Start Dataset entries

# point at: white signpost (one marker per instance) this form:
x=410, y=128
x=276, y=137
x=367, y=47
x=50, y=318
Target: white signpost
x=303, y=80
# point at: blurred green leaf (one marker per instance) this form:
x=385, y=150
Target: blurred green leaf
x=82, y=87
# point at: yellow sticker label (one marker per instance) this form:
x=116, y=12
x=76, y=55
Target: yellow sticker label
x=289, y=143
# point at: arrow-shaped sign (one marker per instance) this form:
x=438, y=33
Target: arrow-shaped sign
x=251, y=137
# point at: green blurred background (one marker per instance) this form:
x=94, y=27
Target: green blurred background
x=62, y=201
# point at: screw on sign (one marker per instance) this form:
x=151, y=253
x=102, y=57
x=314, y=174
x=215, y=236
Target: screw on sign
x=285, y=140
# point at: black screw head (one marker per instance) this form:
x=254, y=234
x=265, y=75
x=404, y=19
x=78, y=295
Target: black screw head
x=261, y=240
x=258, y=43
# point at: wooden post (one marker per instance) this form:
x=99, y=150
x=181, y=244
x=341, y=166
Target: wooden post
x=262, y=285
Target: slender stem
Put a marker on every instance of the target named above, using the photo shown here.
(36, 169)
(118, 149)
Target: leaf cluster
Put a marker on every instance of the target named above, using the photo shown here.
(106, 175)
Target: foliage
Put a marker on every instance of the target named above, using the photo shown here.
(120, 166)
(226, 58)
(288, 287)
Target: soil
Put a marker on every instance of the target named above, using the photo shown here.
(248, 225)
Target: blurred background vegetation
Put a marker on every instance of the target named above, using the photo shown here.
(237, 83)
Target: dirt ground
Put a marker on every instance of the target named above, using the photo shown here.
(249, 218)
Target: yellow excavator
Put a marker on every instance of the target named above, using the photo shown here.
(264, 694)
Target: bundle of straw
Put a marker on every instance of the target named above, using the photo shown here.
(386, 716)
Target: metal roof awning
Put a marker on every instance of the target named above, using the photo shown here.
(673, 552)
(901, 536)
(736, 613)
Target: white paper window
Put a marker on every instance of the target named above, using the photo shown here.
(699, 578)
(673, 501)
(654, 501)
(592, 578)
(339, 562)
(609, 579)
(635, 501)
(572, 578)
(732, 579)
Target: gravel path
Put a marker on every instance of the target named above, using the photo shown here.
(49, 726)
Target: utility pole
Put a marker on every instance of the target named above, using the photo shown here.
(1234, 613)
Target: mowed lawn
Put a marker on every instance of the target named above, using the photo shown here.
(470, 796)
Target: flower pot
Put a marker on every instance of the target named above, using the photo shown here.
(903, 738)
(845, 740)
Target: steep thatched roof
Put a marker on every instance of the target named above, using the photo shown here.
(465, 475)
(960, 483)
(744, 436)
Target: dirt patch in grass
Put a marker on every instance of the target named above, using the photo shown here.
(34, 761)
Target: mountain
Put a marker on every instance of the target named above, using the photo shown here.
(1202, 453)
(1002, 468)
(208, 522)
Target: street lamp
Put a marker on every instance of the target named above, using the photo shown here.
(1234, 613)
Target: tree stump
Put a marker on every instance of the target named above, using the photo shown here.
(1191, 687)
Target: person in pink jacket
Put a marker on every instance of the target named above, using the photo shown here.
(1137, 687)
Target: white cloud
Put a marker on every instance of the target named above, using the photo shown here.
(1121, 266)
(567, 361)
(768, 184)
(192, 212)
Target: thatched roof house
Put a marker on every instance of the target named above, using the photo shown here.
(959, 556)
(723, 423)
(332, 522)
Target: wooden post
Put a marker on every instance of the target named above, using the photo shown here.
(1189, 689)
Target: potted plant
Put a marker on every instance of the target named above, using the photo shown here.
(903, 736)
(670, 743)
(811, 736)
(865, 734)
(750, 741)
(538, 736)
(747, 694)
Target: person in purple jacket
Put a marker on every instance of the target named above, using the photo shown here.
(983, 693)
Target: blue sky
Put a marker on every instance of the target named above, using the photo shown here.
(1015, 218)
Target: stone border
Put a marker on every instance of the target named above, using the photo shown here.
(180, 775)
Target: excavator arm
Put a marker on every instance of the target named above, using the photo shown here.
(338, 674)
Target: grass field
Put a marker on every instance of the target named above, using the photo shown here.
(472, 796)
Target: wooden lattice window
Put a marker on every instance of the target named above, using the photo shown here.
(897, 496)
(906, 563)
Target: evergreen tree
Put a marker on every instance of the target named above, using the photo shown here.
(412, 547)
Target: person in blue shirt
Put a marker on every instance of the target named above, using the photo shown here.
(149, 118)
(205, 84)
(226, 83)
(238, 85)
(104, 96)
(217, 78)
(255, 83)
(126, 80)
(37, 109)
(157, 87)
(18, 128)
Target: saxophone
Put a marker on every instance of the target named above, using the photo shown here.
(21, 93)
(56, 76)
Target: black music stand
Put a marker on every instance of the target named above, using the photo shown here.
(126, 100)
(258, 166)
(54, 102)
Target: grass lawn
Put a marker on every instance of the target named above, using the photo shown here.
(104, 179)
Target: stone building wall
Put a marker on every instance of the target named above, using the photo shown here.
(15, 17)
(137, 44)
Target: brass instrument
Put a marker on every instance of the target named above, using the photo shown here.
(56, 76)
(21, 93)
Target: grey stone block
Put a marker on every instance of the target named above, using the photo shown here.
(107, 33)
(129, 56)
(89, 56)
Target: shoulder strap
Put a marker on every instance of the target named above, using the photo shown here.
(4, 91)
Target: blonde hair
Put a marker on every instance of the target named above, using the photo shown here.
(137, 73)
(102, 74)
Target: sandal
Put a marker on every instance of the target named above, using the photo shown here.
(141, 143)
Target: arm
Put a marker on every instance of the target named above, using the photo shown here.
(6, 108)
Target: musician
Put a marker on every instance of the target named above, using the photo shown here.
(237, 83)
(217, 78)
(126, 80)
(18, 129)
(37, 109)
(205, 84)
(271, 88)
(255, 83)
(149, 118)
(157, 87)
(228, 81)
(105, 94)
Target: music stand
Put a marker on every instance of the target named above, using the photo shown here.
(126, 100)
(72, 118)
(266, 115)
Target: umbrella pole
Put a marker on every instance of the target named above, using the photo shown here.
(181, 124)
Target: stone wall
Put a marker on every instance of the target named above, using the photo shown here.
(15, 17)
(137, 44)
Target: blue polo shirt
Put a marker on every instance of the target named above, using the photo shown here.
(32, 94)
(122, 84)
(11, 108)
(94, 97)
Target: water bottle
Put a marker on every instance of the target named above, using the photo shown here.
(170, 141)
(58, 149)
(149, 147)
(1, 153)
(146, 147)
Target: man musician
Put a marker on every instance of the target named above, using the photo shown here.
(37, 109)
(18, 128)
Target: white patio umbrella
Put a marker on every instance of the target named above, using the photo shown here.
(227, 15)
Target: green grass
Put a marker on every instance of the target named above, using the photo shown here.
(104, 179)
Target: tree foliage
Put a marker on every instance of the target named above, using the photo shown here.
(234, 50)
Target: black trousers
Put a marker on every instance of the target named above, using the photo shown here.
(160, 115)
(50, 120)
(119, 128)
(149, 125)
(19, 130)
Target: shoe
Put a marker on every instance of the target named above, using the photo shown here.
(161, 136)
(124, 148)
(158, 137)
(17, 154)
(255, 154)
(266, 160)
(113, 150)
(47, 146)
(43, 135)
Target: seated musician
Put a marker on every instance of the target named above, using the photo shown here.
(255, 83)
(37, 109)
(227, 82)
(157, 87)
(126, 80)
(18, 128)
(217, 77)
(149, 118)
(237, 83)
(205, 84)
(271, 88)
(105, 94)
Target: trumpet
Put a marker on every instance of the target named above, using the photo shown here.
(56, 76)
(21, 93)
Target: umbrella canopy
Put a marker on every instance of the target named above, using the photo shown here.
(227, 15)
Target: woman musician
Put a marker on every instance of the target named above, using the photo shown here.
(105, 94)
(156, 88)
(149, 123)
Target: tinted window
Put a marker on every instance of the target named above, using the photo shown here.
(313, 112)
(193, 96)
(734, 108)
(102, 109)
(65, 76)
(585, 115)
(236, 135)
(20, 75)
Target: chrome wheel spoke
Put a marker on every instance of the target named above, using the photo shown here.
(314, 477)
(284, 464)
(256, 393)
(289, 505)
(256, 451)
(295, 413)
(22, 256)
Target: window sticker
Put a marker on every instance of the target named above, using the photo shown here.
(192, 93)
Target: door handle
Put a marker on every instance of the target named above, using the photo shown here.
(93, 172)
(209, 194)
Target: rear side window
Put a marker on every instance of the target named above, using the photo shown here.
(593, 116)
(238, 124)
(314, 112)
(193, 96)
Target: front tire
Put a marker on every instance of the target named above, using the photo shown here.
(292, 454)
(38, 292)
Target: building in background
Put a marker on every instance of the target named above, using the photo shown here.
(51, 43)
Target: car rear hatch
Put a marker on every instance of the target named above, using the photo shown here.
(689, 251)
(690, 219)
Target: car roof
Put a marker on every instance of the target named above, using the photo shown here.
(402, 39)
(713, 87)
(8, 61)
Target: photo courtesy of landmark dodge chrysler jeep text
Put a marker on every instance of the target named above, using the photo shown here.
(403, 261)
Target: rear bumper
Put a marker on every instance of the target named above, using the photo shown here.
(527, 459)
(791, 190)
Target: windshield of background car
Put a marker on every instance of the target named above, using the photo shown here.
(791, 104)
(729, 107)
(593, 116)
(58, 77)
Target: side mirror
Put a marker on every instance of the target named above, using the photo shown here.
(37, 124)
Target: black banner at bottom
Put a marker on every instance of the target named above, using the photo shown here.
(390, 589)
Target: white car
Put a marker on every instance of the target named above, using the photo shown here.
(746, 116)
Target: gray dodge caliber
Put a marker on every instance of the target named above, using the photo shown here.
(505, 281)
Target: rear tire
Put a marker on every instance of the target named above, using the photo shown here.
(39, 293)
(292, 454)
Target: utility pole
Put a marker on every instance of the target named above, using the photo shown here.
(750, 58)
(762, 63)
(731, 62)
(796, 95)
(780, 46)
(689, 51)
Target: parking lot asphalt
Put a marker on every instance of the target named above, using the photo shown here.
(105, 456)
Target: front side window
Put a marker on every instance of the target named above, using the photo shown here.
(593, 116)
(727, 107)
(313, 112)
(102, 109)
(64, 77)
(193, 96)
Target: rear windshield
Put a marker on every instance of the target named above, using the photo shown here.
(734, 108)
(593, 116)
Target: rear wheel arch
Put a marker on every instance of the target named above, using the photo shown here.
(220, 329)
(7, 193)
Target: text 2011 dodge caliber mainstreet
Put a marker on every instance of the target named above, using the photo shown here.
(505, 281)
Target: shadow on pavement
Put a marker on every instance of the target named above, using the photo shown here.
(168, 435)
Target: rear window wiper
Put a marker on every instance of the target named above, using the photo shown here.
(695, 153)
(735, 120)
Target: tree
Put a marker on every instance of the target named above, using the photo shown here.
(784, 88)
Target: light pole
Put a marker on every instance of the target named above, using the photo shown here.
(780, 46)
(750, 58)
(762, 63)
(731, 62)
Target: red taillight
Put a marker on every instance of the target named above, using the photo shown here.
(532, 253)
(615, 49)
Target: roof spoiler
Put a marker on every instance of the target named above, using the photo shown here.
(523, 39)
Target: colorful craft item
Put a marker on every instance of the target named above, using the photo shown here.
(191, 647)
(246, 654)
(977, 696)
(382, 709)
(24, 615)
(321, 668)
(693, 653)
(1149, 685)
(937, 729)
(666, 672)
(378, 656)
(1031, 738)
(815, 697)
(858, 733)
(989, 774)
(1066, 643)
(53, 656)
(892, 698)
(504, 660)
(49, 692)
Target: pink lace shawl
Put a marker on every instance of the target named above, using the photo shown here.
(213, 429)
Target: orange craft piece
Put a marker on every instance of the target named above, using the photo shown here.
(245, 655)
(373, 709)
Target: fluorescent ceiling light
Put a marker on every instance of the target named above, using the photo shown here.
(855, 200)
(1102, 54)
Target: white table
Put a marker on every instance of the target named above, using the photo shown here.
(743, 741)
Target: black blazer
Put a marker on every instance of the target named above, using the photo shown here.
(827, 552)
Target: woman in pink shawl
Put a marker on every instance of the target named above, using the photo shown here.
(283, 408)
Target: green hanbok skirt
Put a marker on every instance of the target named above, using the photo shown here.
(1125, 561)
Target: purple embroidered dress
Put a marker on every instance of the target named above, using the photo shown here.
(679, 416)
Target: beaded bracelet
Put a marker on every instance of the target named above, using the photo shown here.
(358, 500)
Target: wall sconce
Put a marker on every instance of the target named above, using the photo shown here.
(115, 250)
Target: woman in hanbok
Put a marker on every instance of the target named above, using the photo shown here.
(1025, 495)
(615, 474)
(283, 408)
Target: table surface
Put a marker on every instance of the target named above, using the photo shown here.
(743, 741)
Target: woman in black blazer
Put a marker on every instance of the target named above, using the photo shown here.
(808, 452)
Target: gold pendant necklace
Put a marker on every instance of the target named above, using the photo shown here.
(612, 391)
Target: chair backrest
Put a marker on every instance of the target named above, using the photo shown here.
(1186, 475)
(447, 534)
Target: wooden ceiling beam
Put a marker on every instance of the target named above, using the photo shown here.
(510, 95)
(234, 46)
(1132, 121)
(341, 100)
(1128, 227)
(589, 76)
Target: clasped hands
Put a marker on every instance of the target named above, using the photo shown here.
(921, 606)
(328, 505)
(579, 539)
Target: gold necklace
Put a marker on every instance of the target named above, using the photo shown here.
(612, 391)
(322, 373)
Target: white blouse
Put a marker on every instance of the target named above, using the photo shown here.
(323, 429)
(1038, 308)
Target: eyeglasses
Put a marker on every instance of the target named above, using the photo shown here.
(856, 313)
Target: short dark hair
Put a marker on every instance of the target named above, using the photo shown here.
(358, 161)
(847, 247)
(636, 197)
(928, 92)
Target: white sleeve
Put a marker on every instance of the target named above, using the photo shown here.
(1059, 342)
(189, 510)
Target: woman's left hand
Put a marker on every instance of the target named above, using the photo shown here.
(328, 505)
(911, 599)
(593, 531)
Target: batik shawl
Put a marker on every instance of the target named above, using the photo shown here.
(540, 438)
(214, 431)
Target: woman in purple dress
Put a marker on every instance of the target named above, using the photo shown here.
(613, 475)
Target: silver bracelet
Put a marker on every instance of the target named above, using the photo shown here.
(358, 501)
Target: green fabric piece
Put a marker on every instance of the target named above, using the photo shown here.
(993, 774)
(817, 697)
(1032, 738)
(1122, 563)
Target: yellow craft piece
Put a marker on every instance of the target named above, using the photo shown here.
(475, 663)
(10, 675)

End Dataset entries

Each line from the one with "Target: white sleeve" through the last line of the records must be written out word for word. Include nothing else.

Exercise output:
Target: white sleeve
Put a marker on every instance of the target named above, using the photo shown here.
(1059, 342)
(189, 510)
Target: woman's left hand
Put a marker on every instance of the target named above, using the photo shown here.
(328, 505)
(911, 599)
(593, 531)
Target: batik shawl
Put a marker on every instance of the target named above, using the photo shown here.
(540, 438)
(214, 431)
Target: woman in purple dress
Put a marker on every instance of the target named above, using the photo shown here.
(613, 475)
Target: silver bracelet
Put a marker on every instance of the target named above, using the photo shown here.
(358, 501)
Target: green fabric piece
Put a marker on every instance of the target named above, using the photo shown here.
(993, 774)
(817, 697)
(1032, 738)
(1122, 563)
Target: yellow craft piece
Put a marker on every instance of the target named above, using the photo shown here.
(475, 663)
(10, 675)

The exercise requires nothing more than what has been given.